- [Daftar Tugas]
1. Jawab pertanyaan berikut berdasarkan teks tentang peternak kerbau di Sumut:
(a) Di mana Rajeh Lalpur beternak kerbau perah?
(b) Avtar Singh menyamakan beternak kerbau murrah dengan apa?
(c) Siapa yang menjabat Direktur LATERAL?
2. Ulangi tanpa perubahan seluruh bagian teks tentang peternak kerbau di Sumut, mulai dari "Diakuinya, populasi sapi" terus sampai "swasta dan media.".

- [Teks Sumber]
▼▼▼

Dalam FGD tersebut sejumlah praktisi kerbau di Sumut menyampaikan sejumlah permasalahan yang mereka hadapi.
Peternak kerbau perah di Sungai Merah, Tanjungmorawa, Rajeh Lalpur, mengatakan selain ketersediaan benih unggul yang minim peternak juga menghadapi pakan hijauan yang sangat terbatas akibat keterbatasan lahan penghijauan.
Sementara pihak perkebunan tidak mengizinkan kerbau peternak untuk digembalakan di areal perkebunan milik perusahaan yang ada di sekitar peternakan.
"Lewat forum ini kami berharap ada campur tangan pemerintah kepada kami selaku peternak kerbau. Bagaimana caranya agar ternak kerbau kami bisa digembalakan di areal perkebunan milik perusahaan baik PTPN maupun swasta. Selama ini kami tidak dikasih untuk menggembalakan kerbau kami," katanya.
Menurut Rajeh, kerbau perah yang mereka budidayakan akan menghasilkan produksi susu yang lebih banyak dibanding jika hanya dikandangkan.
"Itu yang kami alami, kalau kerbau hanya dikandangkan produksi susunya sedikit berbeda jika dilepas," jelasnya.
Ia juga mengeluhkan diversifikasi atau pengolahan susu kerbau yang dihasilkan.
"Kami hanya menjual dalam bentuk segar untuk dikonsumsi, selain itu tidak ada pengolahan lebih lanjut. Misalnya dibuat sebagai keju mozzarella seperti yang dilakukan di luar negeri," jelasnya.
Avtar Singh, peternak kerbau lainnya mengatakan beternak kerbau murrah ini seperti mengurus bayi, biaya obat tinggi, pemasaran susu masih terkendala. Tapi kalau didukung dengan penyediaan lahan, pihaknya bisa mengembangkan jumlah populasi kerbau murrah tersebut.
Selamatkan Kerbau Perah
FGD yang dibuka Ketua Program Studi Peternakan USU, Dr Ma’ruf Tafsin mengatakan sapi perah di Sumut yang menjadi ikon di daerah ini harus dijaga kelestariannya agar tidak punah.
Diakuinya, populasi sapi perah ini menurun salah satunya karena manajemen peternak yang tak mendukung atau masih menerapkan manajemen tradisional yakni pola peternakan turun-temurun tanpa program pemuliaan atau pencatatan genetik.
Direktur LATERAL Dr Saruhum Rambe MSi juga mengatakan, untuk menyelamatkan kerbau perah dari kepunahan di Sumut membutuhkan kerja sama dengan peternak, melakukan pengkajian dan penelitian dengan pihak akademisi (USU), kerja sama dengan pemerintah, swasta dan media.

▲▲▲

- [Cuplikan dataset penunjukan]

▼▼▼

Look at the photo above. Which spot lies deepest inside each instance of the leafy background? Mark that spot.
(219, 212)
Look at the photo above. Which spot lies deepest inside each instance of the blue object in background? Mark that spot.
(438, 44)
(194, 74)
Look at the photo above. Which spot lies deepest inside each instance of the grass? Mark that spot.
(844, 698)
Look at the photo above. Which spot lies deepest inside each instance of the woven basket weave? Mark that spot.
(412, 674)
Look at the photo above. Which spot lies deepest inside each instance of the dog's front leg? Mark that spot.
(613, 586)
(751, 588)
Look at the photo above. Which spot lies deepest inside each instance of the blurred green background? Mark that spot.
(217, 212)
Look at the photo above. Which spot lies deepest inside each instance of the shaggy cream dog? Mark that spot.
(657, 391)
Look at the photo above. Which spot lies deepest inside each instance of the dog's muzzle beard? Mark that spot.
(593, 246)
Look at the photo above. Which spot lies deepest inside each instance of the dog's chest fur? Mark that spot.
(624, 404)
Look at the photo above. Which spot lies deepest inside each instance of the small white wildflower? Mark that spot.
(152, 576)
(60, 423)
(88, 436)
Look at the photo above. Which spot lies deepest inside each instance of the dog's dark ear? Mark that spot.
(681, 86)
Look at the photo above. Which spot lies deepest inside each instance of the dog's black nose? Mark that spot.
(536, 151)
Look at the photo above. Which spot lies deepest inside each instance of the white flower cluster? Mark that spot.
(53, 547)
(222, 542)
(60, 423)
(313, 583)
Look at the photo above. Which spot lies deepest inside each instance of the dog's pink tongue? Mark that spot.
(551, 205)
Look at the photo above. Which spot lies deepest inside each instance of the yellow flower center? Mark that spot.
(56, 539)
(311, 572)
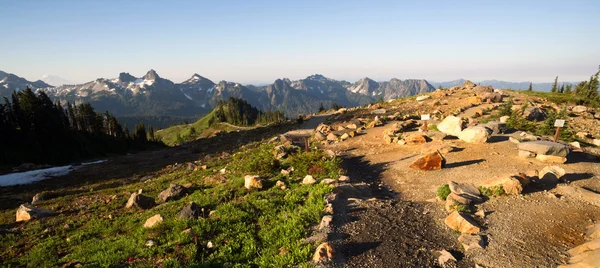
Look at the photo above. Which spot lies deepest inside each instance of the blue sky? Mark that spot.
(259, 41)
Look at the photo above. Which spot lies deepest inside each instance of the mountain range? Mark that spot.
(502, 84)
(153, 96)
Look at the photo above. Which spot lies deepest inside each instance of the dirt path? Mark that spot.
(532, 230)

▲▲▲

- [Daftar Jawaban]
1.
(a) Di Sungai Merah, Tanjungmorawa.
(b) Dengan mengurus bayi.
(c) Dr Saruhum Rambe MSi.

2.
Diakuinya, populasi sapi perah ini menurun salah satunya karena manajemen peternak yang tak mendukung atau masih menerapkan manajemen tradisional yakni pola peternakan turun-temurun tanpa program pemuliaan atau pencatatan genetik.
Direktur LATERAL Dr Saruhum Rambe MSi juga mengatakan, untuk menyelamatkan kerbau perah dari kepunahan di Sumut membutuhkan kerja sama dengan peternak, melakukan pengkajian dan penelitian dengan pihak akademisi (USU), kerja sama dengan pemerintah, swasta dan media.